+++ ТЕКСТ ДЛЯ ЧТЕНИЯ

Премьера в Музыкальном камерном театре

"Жизнь с идиотом" продолжается в Москве

       В среду поздно вечером московский Камерный музыкальный театр — одна из точек интеллектуальных сборищ 70-х — предложил публике оперу "Жизнь с идиотом" — коллективное творение Альфреда Шнитке, Виктора Ерофеева, Бориса Покровского. Событие сопровождалось необычным по нашим временам ажиотажем — слухи об "огромном европейском успехе" оперы давно будоражили публику.
       
       Московский спектакль во многом напоминал австрийский: камерный зал, декорации Рафаила и Виктора Вольских (говорят, очень похожие на кабаковские), и так же, как в Вене — отсутствие маэстро Ростроповича за пультом и блистательных американских артистов на сцене. В Вене был успех. В Москве — тоже. Впрочем здесь его даже при огромном старании, наверное, было не избежать.

++++++

ЧТО СДЕЛАТЬ =
A - Кто, согласно заметке о премьере, создал оперу «Жизнь с идиотом»?
B - Перепишите дословно из заметки о премьере фрагмент, который начинается со слов «В среду поздно» и заканчивается словами «давно будоражили публику.».

+++ ИЗВЛЕЧЁННЫЕ ЗАПИСИ

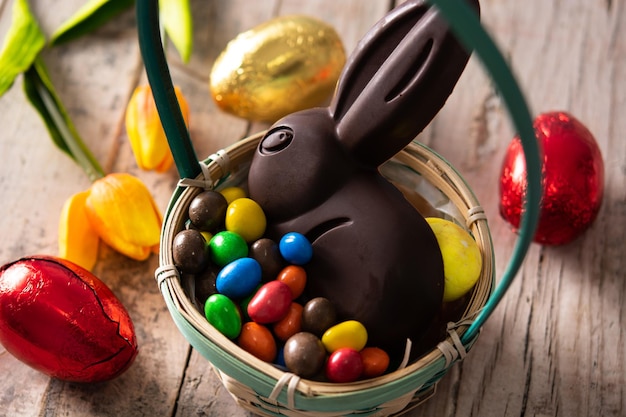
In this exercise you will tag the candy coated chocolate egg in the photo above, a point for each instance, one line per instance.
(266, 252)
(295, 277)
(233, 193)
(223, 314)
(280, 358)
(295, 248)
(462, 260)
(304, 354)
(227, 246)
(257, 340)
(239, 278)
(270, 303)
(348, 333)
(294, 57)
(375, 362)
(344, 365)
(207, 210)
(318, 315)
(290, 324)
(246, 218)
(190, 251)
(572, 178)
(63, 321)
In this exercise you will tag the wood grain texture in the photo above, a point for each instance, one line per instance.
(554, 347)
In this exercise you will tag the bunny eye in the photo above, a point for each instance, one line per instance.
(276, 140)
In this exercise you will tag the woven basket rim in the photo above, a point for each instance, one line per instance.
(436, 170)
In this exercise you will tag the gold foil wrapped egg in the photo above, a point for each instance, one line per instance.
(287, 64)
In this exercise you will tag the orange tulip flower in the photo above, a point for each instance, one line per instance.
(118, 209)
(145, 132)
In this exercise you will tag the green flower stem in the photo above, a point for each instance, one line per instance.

++++++

ОТВЕТЫ =
A - Альфред Шнитке, Виктор Ерофеев и Борис Покровский.

B -
В среду поздно вечером московский Камерный музыкальный театр — одна из точек интеллектуальных сборищ 70-х — предложил публике оперу "Жизнь с идиотом" — коллективное творение Альфреда Шнитке, Виктора Ерофеева, Бориса Покровского. Событие сопровождалось необычным по нашим временам ажиотажем — слухи об "огромном европейском успехе" оперы давно будоражили публику.